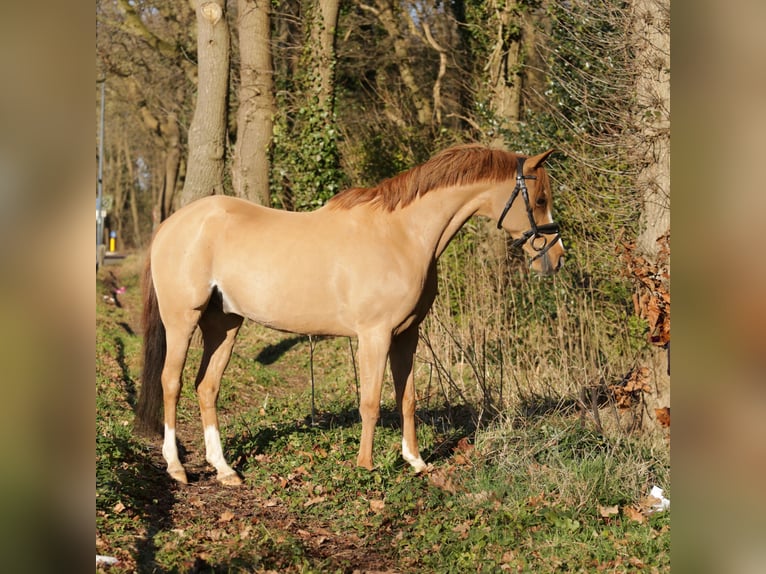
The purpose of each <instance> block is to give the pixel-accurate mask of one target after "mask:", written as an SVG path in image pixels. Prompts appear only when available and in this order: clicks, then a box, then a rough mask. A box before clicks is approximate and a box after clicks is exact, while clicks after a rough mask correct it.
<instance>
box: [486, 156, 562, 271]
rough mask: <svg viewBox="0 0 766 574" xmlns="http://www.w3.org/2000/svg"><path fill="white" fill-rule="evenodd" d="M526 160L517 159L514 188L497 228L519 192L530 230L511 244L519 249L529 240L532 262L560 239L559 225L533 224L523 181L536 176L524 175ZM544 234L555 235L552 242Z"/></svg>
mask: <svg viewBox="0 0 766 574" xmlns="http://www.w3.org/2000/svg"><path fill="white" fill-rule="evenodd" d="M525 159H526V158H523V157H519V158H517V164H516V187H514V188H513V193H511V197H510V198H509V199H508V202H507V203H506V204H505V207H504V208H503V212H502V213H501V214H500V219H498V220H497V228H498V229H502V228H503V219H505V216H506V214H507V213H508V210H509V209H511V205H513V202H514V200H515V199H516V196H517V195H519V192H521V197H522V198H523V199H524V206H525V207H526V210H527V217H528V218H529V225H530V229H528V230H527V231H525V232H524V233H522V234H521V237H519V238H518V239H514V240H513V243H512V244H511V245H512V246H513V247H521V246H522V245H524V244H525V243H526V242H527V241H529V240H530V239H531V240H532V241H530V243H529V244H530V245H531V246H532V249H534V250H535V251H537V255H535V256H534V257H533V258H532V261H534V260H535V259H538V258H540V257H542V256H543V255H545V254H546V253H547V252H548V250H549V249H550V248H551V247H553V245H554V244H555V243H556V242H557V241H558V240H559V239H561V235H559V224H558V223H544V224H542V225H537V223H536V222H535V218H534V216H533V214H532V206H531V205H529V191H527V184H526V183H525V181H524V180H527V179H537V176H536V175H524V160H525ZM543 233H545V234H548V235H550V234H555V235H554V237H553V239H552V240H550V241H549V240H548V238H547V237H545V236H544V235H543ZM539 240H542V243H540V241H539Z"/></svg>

--

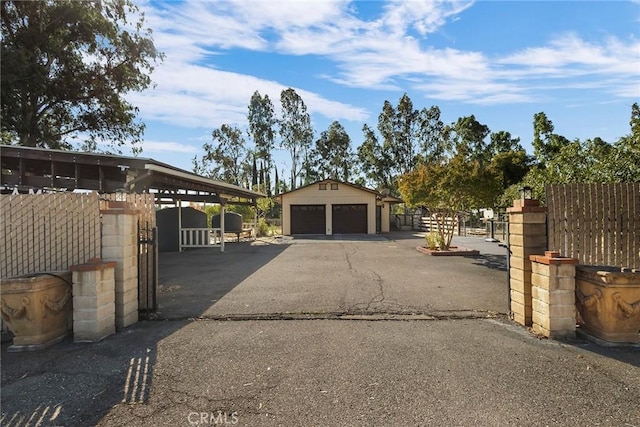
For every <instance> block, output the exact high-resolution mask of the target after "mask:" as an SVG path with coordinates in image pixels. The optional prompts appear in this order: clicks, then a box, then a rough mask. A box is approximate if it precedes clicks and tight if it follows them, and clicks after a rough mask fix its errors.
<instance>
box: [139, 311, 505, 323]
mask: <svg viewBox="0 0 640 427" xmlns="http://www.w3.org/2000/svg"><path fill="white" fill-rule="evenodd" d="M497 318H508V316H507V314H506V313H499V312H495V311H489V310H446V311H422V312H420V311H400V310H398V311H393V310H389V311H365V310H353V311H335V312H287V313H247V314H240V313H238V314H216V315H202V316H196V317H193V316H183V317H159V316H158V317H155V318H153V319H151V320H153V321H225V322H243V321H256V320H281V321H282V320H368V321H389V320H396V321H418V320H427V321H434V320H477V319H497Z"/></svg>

▸ EXERCISE
Please write out, exactly as they appear above, only the lines in the stretch from the line with "The purpose of" through the line with "box: [486, 156, 562, 271]".

▸ OUTPUT FOR THIS EXERCISE
The purpose of each <instance> block is to give the pixel-accurate mask of one target after "mask:", written as an SVG path in image pixels. Prompts appear only when available and in this order: clicks, then a box, then a rough mask. A box before clicks is approximate and a box after clicks is exact, while clicks after a rough mask correct it.
<instance>
box: [486, 156, 562, 271]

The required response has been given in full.